▶ **Problem statement**: Please copy the entries below word for word.

▶ **Information given**:
━━━━━━
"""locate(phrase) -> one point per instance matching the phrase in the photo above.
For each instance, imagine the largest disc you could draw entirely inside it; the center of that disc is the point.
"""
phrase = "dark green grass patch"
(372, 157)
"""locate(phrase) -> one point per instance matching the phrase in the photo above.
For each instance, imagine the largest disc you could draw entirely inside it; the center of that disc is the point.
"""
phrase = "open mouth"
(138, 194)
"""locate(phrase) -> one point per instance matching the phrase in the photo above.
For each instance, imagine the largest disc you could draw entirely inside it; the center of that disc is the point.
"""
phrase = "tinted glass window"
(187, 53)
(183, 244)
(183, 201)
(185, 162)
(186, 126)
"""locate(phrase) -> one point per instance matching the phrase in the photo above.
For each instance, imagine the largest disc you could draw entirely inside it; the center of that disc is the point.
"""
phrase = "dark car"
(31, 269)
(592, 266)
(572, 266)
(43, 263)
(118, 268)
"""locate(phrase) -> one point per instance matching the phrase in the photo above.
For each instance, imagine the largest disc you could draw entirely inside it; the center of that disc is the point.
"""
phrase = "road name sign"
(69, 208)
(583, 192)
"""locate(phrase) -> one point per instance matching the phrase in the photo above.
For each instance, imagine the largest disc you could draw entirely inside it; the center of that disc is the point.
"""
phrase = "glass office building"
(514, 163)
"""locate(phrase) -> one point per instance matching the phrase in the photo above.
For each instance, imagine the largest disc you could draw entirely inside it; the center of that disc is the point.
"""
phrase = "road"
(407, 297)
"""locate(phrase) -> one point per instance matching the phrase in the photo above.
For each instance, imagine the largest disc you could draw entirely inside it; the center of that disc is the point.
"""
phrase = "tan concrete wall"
━━━━━━
▶ **Your solution**:
"""locate(phrase) -> one point per instance matching the phrase in the photo above.
For each instance, imagine the largest disc you could draw entirely inside it; the center of that disc is the point.
"""
phrase = "dark green grass patch"
(372, 157)
"""locate(phrase) -> one point per instance matching the phrase in the photo above.
For each instance, imagine the largest disc you could draw entirely inside it; the center of that disc is the point.
"""
phrase = "open mouth"
(138, 194)
"""locate(phrase) -> one point per instance matching the phrase in the photo above.
For each instance, imagine the largest disc you could draw entirely inside it; the center of that disc is the point.
"""
phrase = "tinted glass window"
(187, 53)
(183, 244)
(183, 201)
(185, 162)
(186, 126)
"""locate(phrase) -> one point per instance matching the phrase in the photo above.
For each instance, imagine the largest disc you could draw entirely inside it; the center of that disc is the point.
"""
phrase = "dark car"
(31, 269)
(592, 266)
(572, 266)
(43, 263)
(118, 268)
"""locate(phrase) -> one point per instance matching the phrase in the photo above.
For each instance, imagine the largest disc you could draw entirely inside it; the center of that disc is the point.
"""
phrase = "road name sign"
(69, 208)
(583, 192)
"""locate(phrase) -> one point per instance matching the phrase in the photo above.
For each instance, imagine the largest disc you could draw entirely inside it; the center of that disc is the point.
"""
phrase = "glass office building"
(514, 163)
"""locate(phrase) -> one point per instance matching the phrase in the photo above.
For each instance, imagine the largest disc you could draw entirely inside it; the center of that disc is the point.
"""
phrase = "road"
(407, 297)
"""locate(phrase) -> one point per instance matching the phrase in the photo above.
For each instance, imagine the largest disc you could draw entirely inside it; the center of that disc is the point.
"""
phrase = "tan concrete wall"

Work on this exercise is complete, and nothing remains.